## What this task involves
Keep every word the same. Repeat the records without their images.

## Recorded information
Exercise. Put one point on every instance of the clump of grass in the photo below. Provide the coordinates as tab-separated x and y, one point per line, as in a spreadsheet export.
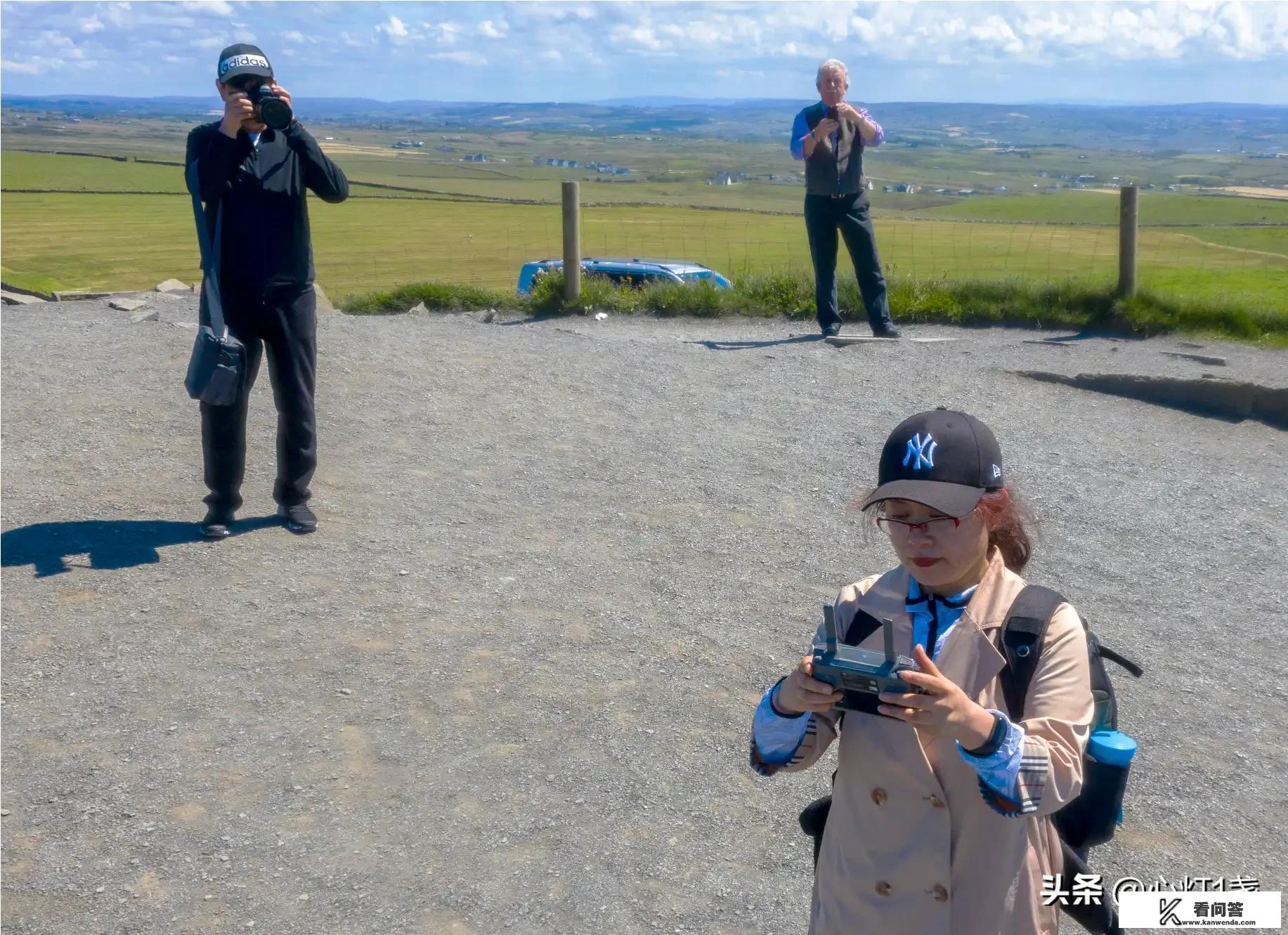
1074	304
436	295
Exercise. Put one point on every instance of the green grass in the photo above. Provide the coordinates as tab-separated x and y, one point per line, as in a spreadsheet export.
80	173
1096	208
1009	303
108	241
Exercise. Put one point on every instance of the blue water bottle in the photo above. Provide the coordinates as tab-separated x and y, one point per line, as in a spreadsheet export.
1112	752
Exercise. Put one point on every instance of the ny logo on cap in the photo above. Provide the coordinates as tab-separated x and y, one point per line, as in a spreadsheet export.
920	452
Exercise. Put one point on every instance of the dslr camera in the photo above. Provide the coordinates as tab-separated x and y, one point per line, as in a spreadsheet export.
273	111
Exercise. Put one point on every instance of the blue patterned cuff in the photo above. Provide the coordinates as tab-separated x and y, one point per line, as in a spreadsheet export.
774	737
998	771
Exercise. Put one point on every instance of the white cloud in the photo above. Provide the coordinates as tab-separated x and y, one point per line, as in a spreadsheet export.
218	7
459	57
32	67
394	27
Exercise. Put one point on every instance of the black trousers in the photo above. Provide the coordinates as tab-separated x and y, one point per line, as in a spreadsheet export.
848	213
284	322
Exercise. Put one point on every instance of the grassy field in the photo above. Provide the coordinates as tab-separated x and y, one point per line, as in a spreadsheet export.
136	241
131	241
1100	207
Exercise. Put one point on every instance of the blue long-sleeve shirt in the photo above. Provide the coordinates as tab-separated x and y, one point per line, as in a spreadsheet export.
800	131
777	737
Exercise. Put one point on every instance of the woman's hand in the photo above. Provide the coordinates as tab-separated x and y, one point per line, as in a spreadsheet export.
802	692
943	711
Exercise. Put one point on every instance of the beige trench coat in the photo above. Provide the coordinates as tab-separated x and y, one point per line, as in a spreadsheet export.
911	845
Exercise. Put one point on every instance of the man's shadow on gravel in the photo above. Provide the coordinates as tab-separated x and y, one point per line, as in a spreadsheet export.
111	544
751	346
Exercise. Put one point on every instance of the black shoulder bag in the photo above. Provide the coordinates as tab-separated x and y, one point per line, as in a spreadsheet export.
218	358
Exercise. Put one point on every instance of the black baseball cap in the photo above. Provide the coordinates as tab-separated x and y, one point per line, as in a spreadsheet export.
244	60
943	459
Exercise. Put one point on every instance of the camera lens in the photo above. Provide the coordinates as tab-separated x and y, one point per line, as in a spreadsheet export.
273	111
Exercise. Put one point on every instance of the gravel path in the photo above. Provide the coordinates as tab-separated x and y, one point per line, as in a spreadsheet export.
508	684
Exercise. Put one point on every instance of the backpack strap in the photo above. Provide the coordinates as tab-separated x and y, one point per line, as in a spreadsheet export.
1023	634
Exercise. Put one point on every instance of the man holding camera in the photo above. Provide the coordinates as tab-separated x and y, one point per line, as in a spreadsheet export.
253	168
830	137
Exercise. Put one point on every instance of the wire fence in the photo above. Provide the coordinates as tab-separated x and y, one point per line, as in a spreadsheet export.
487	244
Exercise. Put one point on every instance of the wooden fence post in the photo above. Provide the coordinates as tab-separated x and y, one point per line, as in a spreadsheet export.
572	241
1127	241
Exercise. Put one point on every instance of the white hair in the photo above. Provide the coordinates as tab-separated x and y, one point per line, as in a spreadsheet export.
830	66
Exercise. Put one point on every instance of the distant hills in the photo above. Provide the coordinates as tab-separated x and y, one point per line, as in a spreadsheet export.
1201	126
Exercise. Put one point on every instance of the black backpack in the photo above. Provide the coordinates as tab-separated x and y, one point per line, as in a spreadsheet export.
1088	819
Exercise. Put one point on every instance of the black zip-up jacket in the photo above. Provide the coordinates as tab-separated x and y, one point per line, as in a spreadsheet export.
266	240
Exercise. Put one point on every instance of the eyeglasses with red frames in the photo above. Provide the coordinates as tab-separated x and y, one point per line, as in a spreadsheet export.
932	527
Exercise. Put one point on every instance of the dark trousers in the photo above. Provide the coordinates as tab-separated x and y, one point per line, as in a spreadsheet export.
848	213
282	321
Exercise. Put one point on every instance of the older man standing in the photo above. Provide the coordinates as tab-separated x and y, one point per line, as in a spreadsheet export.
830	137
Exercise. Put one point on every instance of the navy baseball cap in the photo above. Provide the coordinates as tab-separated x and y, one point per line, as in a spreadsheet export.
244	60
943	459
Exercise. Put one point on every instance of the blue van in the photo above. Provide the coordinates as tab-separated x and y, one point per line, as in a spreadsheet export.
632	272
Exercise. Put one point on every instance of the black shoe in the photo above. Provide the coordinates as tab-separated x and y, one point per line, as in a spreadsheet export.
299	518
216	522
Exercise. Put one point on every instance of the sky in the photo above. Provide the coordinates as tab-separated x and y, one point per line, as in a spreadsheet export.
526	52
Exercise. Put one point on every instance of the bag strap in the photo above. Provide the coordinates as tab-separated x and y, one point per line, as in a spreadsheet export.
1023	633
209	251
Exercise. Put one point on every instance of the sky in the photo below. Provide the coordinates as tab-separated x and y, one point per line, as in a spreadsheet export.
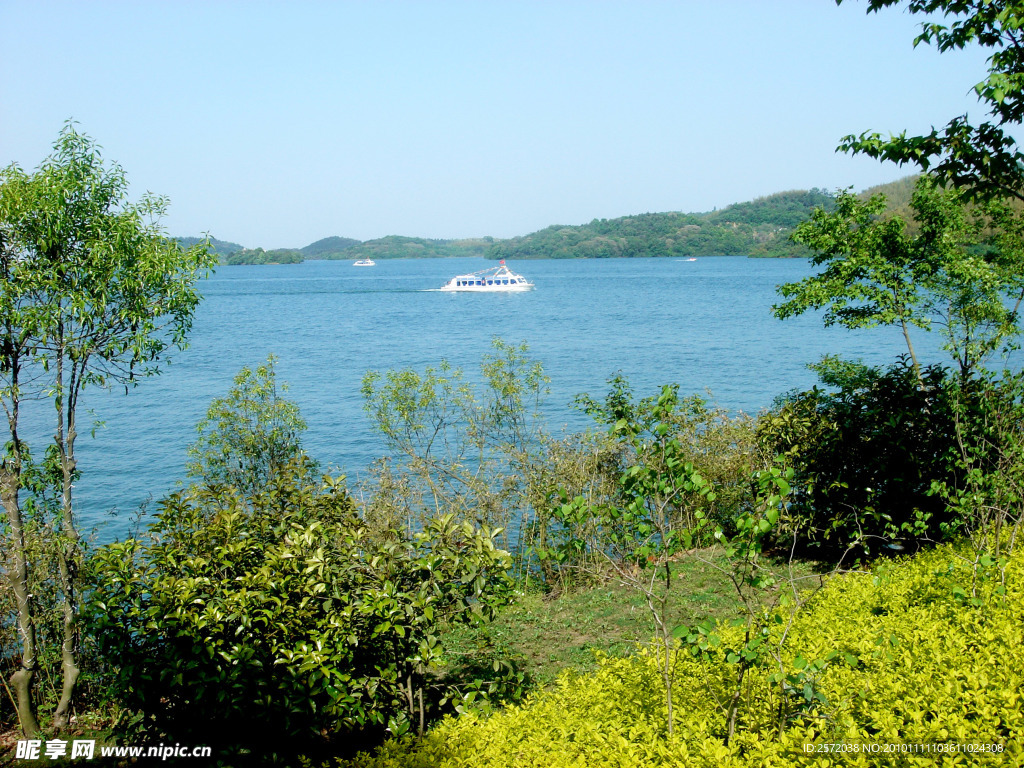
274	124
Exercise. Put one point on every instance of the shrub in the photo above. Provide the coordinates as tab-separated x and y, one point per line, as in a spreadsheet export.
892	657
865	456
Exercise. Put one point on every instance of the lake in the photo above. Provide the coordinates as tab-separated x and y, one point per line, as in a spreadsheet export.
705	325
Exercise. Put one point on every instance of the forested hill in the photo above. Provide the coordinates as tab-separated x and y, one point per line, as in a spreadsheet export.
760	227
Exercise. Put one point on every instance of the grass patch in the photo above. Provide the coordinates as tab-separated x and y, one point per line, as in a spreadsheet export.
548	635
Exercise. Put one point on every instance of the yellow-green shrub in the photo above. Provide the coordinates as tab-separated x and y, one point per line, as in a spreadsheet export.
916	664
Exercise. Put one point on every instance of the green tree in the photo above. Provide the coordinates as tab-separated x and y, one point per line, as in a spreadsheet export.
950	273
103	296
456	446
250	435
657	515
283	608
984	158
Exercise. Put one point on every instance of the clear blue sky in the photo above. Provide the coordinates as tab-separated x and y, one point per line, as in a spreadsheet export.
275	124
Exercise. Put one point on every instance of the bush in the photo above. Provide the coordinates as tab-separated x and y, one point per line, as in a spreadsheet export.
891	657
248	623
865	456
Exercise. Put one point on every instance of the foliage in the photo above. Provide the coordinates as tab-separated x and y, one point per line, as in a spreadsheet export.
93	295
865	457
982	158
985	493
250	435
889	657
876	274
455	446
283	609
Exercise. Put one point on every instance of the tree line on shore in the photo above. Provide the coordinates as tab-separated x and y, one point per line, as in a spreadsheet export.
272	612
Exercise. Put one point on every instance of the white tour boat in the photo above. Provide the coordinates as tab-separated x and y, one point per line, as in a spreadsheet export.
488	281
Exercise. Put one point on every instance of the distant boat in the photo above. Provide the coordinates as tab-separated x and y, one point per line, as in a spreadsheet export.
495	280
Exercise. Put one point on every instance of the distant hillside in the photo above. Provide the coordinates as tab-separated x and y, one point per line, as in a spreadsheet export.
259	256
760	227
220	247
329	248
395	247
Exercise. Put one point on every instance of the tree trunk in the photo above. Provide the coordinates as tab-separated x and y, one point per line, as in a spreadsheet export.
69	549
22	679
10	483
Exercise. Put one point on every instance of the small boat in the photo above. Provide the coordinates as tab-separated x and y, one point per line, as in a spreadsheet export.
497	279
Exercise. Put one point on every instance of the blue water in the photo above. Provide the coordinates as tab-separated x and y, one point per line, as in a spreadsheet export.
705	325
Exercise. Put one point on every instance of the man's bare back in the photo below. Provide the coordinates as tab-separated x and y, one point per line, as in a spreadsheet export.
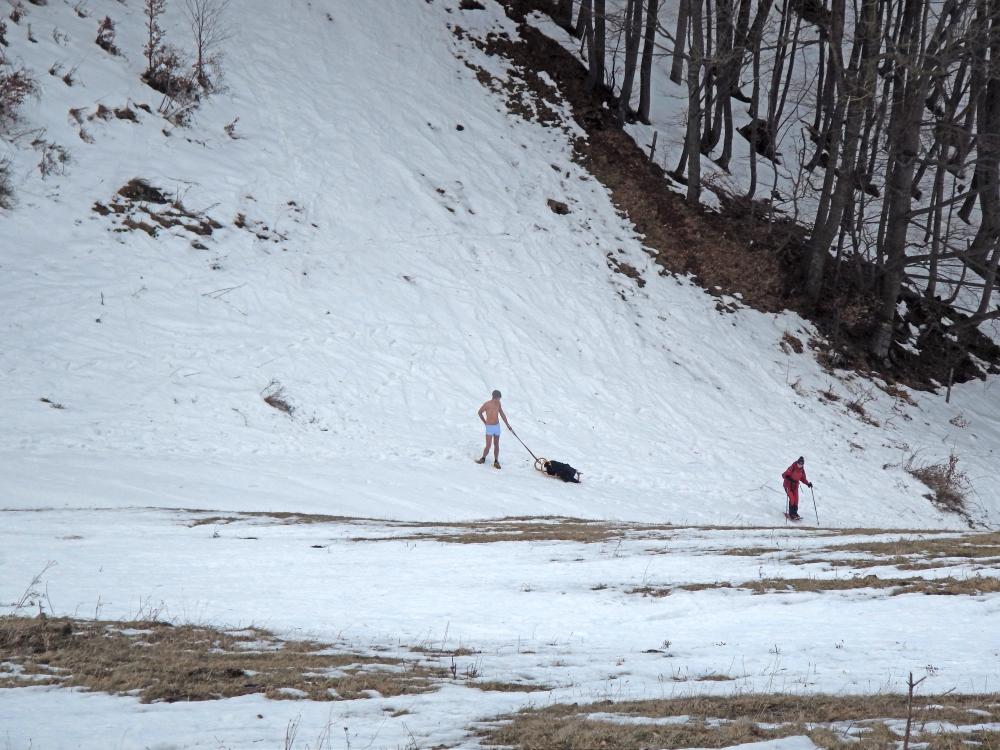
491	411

## Exercise output
Exercise. Put one point on every instance of the clump of grass in the photo below. Provide the coordinates as tab-separated x and y, one point per line, as in a spreadsheet export.
1074	304
436	295
Exercise. Put one point on every instance of the green grass in the photo above. Provide the coordinates as tab-separated x and y, one point per line, as in a spreadsheet export.
80	173
1096	208
1009	303
108	241
Exercise. Put one point on every instance of the blue water bottle in the photo above. Provide the coordinates as tab-separated x and y, one point per line, as in a spreadsheet export.
1112	752
Exercise. Put one point on every instance of the ny logo on cap in the photo above. Provide the coordinates as tab-separated x and y, one point per line, as in a spreadsheet export.
920	452
Exercise. Put one point on every instance of the dslr camera in the photo above. Provide the coordinates as tab-separated x and y, one point per line, as in a spreadsheet export.
273	111
Exercise. Put one point on every instance of the blue patterned cuff in the photo above. Provide the coordinates as tab-separated x and y, one point per line, as in a spreadsheet export.
774	737
998	771
Exercise. Put one point on every instance of the white cloud in the photo above. Provide the coordinates as tab-separated x and y, one point per line, as in a spreadsheet export.
218	7
459	57
32	67
394	27
Exercise. Put one point on every instance of the black trousers in the photo above. Provide the coordinates as tab-separated x and y, one point per line, as in a spreadsheet export.
848	213
284	322
Exercise. Put one point on every instance of the grassy field in the photo above. Provide the coordinates as tab-separated x and y, one point per line, as in a spreadsheet export.
136	241
131	241
1100	207
Exercise. Put one point on every instance of the blue long-sleeve shirt in the photo above. Provide the coordinates as tab-separated x and y, one point per line, as in a spreadsheet export.
800	131
777	737
Exercise. Put one point on every instance of the woman's hand in the photo above. Provide the coordinates as tab-separated x and y, one point per line, as in a spreadsheet export.
802	692
943	711
Exercise. Put one point on every instance of the beige trench coat in the photo above. Provide the coordinates as tab-separated x and y, one point per line, as in a spreadsheet export.
911	845
Exercise. Put one point on every instance of the man's shadow on gravel in the photo above. Provide the coordinates as tab-separated x and y, one point per line, as in a spreadsheet export.
111	544
751	346
Exercise. Put one point on every instance of the black shoulder bag in the photo above. Provide the coordinates as tab-separated x and y, one point per line, as in a spreadsheet export.
218	358
Exercise. Put one point on every instance of the black baseball cap in the photo above. Provide the coordinates as tab-separated x and y, one point per line, as in a spreadsheet export.
244	60
943	459
Exercise. Put one point on every instance of the camera lens in the photo above. Provide the coordinates as tab-separated x and y, one point per line, as in a spreadsheet export.
273	111
Exercise. Put one point on every instance of the gravel path in the photo above. Provide the coordinates as tab-separated x and y, one point per line, as in a spreadsheet export.
508	684
Exercise. Put one point on every instance of the backpack strap in the photo above. Provide the coordinates as tab-separated x and y, one point per line, as in a spreadsheet export.
1023	634
Exercise. Put one point on every instance of the man holding camera in the photo above. Provide the coordinates as tab-separated x and y, one point per line, as in a spreadsheet export.
253	168
830	137
Exercise. Put one point on every instance of the wire fence in the photo above. Provide the coordinates as tab-separated x and y, one point per line, as in a spreadsheet export.
487	244
Exercise. Put one point on every instance of the wooden fence post in the photo above. Provide the coordinates as tab-separated x and y, one point per line, as in a spreadsheet export.
572	241
1127	241
Exercise. Put one point on every instance of the white hair in the photo above. Provide the coordinates as tab-separated x and y, one point per line, as in a spreadsheet export.
830	66
Exercise. Put one point on every instance of the distant hills in the photo above. Provide the coordinates as tab-separated x and y, one point per line, as in a spreadsheet export.
1201	126
Exercise. Put one point on every instance of the black backpack in the photo above. Provide the coordinates as tab-separated x and y, one point per line, as in a spreadsheet export.
1088	819
Exercise. Put one point on every instance of the black zip-up jacket in the photo above. Provide the coordinates as tab-separated x and y, one point per line, as in a spreadsheet export.
266	240
Exercise. Put one point on every instance of the eyeglasses with red frames in the photo above. Provide the coordinates as tab-separated x and y, one point per line, as in a spreadsheet export.
932	527
Exercise. Put one point on every instance of the dark trousers in the photo above. Provide the coordinates as tab-separated x and y, one point per line, as in a spreadsheet export.
848	213
282	321
Exercise. Put one point on every instance of the older man standing in the photo above. Provide the coordinates as tab-separated x and y, one point per line, as in a spreadsheet export.
830	137
Exercise. Put one point on every instance of the navy baseball cap in the photo above. Provide the coordinates as tab-separated x and y, one point per line, as in a spreadsheet export.
244	60
943	459
Exercise. Put one point on every instance of the blue van in the photo above. Provide the coordinates as tab-separated x and y, one point per line, as in a spreadsheet export.
632	272
Exercise. Put one point on every instance of the black shoe in the photo above. Provide the coordinates as tab-separated x and y, one point per line, as in a spreadsheet export.
299	518
216	522
Exercise. Put one point on every instance of the sky in the photo above. Provide the coordinates as tab-separated x and y, one point per line, as in a spreadsheet export.
526	52
Exercise. Put one point on every instance of the bag strap in the photo above. Provide the coordinates as tab-separated x and y, one point per line, as in a spreadsheet export.
1023	633
209	251
Exercise. Put one point on every instance of the sky in the photo below. Provide the coordinates as tab-separated x and y, one point per line, as in a spreadsheet export.
274	124
Exercise. Put one point on every instance of the shrub in the photo above. Provide the coordinates as tab-separated x and y, one point per line, as in a spreadsheet export.
892	657
865	456
Exercise. Put one point on every instance of the lake in the photo above. Provide the coordinates as tab-separated x and y, one point per line, as in a spreadsheet export.
705	325
Exercise. Put one point on every instance of the forested hill in the photo above. Provide the coordinates as tab-separated x and y, one point per line, as in a spreadsheet export.
760	227
Exercise. Put one point on every instance of the grass patch in the photo above. Provide the coordinates as tab-separated x and y, one point per line, as in a spreadsheet export.
548	635
Exercise. Put one point on every instance of the yellow-green shrub in the photo above. Provide the coordinates as tab-separated x and y, one point per line, as in a spreadsheet export.
916	664
Exercise. Put one point on every instance of the green tree in the photo above. Provide the coordinates as tab-separated x and y, one point per line, as in a spreadsheet export.
950	273
103	296
456	446
250	435
657	515
283	608
984	158
Exercise. Put one point on every instance of the clear blue sky in the photo above. Provide the coordinates as tab-separated x and y, one point per line, as in a spreadsheet export.
275	124
Exercise. Put one point on every instance of the bush in the photo above. Provide the coordinates as tab-separated x and y, one point per line, as in a spreadsheet export.
891	657
248	623
865	456
Exercise. Put one point on every instance of the foliage in the photo above. Provide the coordinates as tab-separated x and y, one point per line, as in a spreadsheet export.
93	295
865	457
982	158
985	493
250	435
889	657
876	274
455	446
283	609
Exercise. Put one point on every instance of the tree line on shore in the photo above. Provide the coordinates as tab-separated x and y, one point per line, as in a spreadsheet export.
272	612
Exercise. Put one point on every instance of the white tour boat in the photo above. Provide the coordinates as tab-separated x and y, one point per line, as in a spreadsheet export.
488	281
Exercise. Put one point on every instance of the distant boat in the photo above. Provide the coordinates as tab-separated x and y, one point per line, as in a spreadsheet export.
495	280
Exercise. Put one point on every instance of the distant hillside in the photo above. Provide the coordinates as tab-separated x and y, one point per line, as in a spreadsheet export.
259	256
760	227
220	247
329	248
395	247
Exercise. Put one point on every instance of the tree trunk in the photo above. Provide the coordinates as tab-separated x and y, one point per line, as in a spreadsheet export.
69	549
22	679
10	483
Exercise. Put one point on every instance of the small boat in the photo above. Provide the coordinates as tab-separated x and y, one point per line, as in a spreadsheet export.
497	279
Exercise. Put one point on every instance of the blue water in the photo above. Provide the coordinates as tab-separated x and y, one point per line, as in a spreadsheet export.
705	325
Exercise. Put one point on every instance of the man's bare back in the photo below. Provide the coordinates as tab-separated x and y, one point per line, as in a spreadsheet export.
491	411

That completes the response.